-- Document segment follows --
Would you get frustrated at some point?

OK, now go back and look at the answers I've been given. I ask what mysterious similarities people are trying to explain with all these theories about shared Valyrian descent, and the response is "Decended from members of the Golden Empire of the Dawn, possibly along wit House Hightower. So, proto-Valyrians." And the more I try to bring things back on topic, the more people want to talk about their own tinfoil built on top of LmL's tinfoil.

But now, since we're already side-tracked, let's get to LmL again.

3 hours ago, cgrav said:

As to the validity of LmL's ideas, I agree there are tenuous connections in many places, but the subtext is definitely there if you start looking at the action of the scenes with those symbols in mind. The universality of the myth is established in the text by the World book's mention of there being multiple Heroes of the Long Night

This is exactly what I'm talking about. Of course the Long Night is a universal myth on Planetos—but that doesn't in any way license the idea that everything else you can find in or even out of the story is a universal myth.
-- Document segment concluded --
-- Material supplied follows --
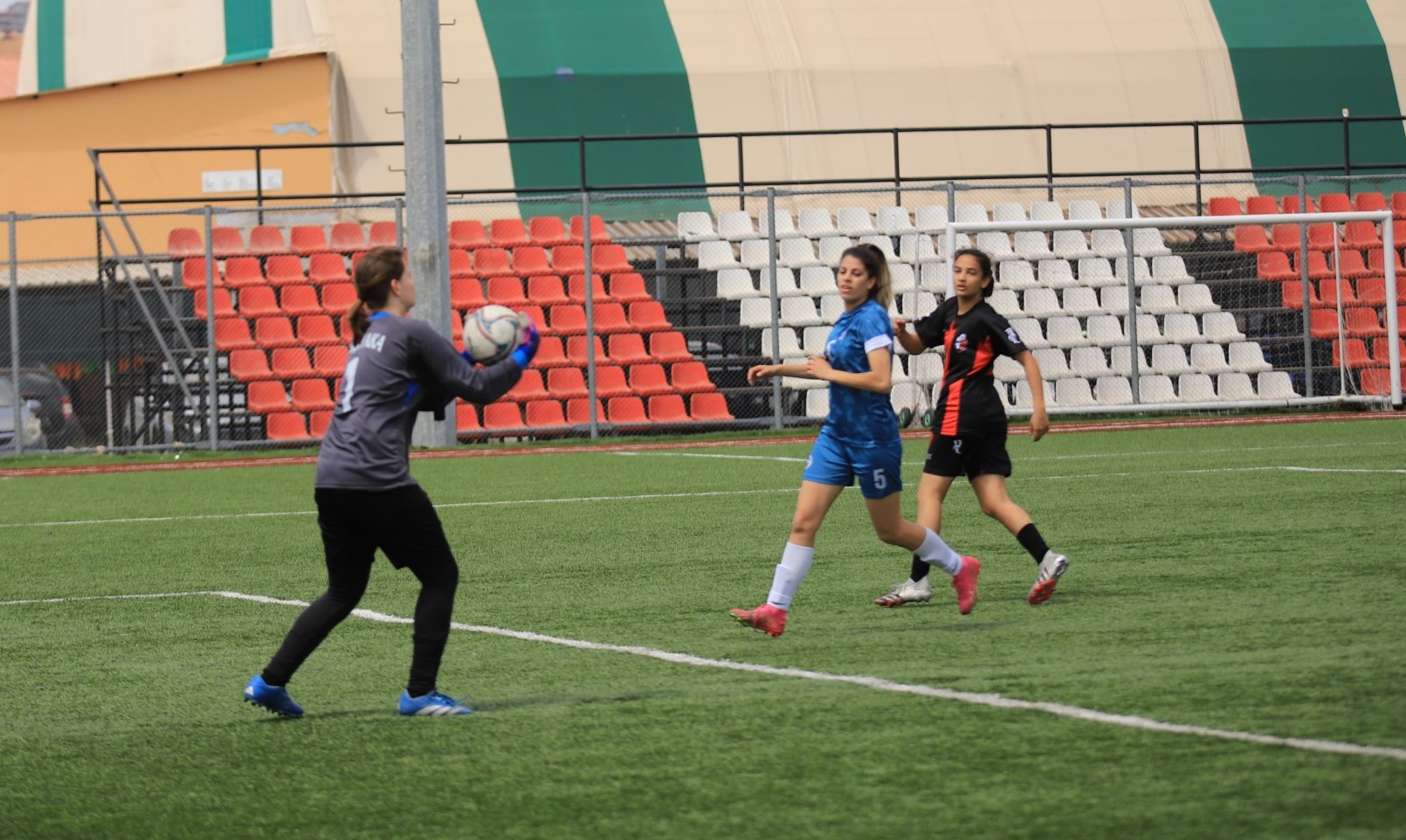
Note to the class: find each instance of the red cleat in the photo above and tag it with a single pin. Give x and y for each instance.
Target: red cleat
-- Material supplied concluded --
-- Material supplied follows --
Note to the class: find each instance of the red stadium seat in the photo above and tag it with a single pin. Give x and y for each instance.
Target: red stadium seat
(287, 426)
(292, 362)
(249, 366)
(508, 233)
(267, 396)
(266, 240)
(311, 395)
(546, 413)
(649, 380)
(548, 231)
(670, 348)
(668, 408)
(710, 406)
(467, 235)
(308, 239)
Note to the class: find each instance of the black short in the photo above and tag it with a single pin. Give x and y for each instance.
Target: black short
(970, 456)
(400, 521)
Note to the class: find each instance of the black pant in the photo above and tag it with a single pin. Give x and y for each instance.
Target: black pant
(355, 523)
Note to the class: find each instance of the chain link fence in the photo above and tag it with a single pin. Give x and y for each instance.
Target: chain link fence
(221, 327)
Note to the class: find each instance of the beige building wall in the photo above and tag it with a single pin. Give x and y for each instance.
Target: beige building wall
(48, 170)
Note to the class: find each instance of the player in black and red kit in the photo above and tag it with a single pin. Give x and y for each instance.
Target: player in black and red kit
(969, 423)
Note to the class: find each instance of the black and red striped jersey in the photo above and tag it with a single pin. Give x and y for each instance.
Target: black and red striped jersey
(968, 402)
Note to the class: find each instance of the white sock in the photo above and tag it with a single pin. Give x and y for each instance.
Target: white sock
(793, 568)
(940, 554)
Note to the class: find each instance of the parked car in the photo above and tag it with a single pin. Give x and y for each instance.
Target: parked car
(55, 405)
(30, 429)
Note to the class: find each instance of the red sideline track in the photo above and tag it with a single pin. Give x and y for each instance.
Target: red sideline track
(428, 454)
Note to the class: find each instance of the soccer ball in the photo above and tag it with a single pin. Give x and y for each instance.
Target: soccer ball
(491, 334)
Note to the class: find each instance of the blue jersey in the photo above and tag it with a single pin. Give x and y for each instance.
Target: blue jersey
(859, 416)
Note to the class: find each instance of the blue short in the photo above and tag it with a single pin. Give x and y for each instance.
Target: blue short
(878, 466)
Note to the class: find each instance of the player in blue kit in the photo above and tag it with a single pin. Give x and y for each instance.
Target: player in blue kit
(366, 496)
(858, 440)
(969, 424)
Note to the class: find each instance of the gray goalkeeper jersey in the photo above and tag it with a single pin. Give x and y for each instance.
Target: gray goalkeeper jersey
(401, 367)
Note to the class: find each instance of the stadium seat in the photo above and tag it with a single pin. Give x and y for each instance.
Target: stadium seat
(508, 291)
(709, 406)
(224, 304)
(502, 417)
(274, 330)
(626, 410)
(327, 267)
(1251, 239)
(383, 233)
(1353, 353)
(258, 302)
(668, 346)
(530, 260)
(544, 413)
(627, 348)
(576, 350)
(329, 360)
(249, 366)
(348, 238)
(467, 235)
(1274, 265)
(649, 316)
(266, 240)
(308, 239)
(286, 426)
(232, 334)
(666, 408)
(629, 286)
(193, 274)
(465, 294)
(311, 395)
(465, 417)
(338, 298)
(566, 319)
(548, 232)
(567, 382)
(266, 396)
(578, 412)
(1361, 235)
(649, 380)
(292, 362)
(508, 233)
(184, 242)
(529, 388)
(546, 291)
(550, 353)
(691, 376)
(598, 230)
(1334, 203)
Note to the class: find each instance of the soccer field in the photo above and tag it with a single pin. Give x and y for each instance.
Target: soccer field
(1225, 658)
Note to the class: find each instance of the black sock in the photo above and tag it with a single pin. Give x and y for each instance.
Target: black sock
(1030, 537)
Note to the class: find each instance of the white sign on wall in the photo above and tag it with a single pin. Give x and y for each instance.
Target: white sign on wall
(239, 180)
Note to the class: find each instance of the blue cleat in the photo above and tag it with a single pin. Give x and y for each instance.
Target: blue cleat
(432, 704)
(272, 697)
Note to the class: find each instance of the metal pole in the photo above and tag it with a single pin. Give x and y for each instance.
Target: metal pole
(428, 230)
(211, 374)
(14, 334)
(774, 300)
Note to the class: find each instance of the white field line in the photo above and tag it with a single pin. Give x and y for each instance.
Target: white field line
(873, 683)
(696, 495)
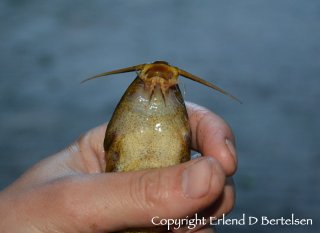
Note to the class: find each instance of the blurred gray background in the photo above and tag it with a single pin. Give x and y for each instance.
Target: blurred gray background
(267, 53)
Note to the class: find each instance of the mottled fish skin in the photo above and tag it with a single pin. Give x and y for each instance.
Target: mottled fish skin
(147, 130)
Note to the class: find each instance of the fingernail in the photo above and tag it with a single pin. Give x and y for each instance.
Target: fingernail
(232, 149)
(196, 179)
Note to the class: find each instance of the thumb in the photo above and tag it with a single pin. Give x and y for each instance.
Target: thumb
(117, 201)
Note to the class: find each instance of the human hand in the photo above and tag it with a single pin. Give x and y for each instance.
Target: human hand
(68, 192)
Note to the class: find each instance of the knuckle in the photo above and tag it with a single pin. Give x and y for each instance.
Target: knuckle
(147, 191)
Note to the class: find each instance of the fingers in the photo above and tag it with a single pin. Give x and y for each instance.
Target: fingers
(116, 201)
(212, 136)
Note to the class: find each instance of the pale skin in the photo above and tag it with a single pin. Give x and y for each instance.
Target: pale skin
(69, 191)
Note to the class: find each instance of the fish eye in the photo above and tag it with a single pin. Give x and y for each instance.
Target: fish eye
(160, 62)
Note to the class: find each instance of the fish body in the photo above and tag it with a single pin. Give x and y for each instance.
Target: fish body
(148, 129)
-- Material supplied concluded --
Using the information:
1) Name every place, house, or empire that the post about LmL's theories mentions.
2) Copy the post about LmL's theories word for word, starting with "OK, now go back" and going on through "to LmL again.".
3) Carry on the post about LmL's theories from its last sentence, in the same voice.

Expected responses:
1)
Golden Empire of the Dawn
House Hightower
Planetos

2)
OK, now go back and look at the answers I've been given. I ask what mysterious similarities people are trying to explain with all these theories about shared Valyrian descent, and the response is "Decended from members of the Golden Empire of the Dawn, possibly along wit House Hightower. So, proto-Valyrians." And the more I try to bring things back on topic, the more people want to talk about their own tinfoil built on top of LmL's tinfoil.

But now, since we're already side-tracked, let's get to LmL again.

3)
And looking for false connections gets in the way of examining the actual connections within the story. For example, there are obvious and intentional connections between Lightbringer and dragons ("living fire" vs. "fire made flesh"), and between Lightbringer and the discovery of steel (the myth clearly describes a steel forging process despite being from a bronze age culture), and so on. Put the half dozen interesting connections together, and that might tell us something interesting. But scramble them up with dozens of other connections that aren't actually in or relevant to the story (and often aren't even true), like Nissa Nissa meaning grandmother moon and every culture worshipping the moon as a grandmother and so on, and whatever GRRM wanted to get across will get lost in the wash.

I want to actually discuss the mythology of ASoIaF, not a mythology built by free associating off of random bits of ASoIaF.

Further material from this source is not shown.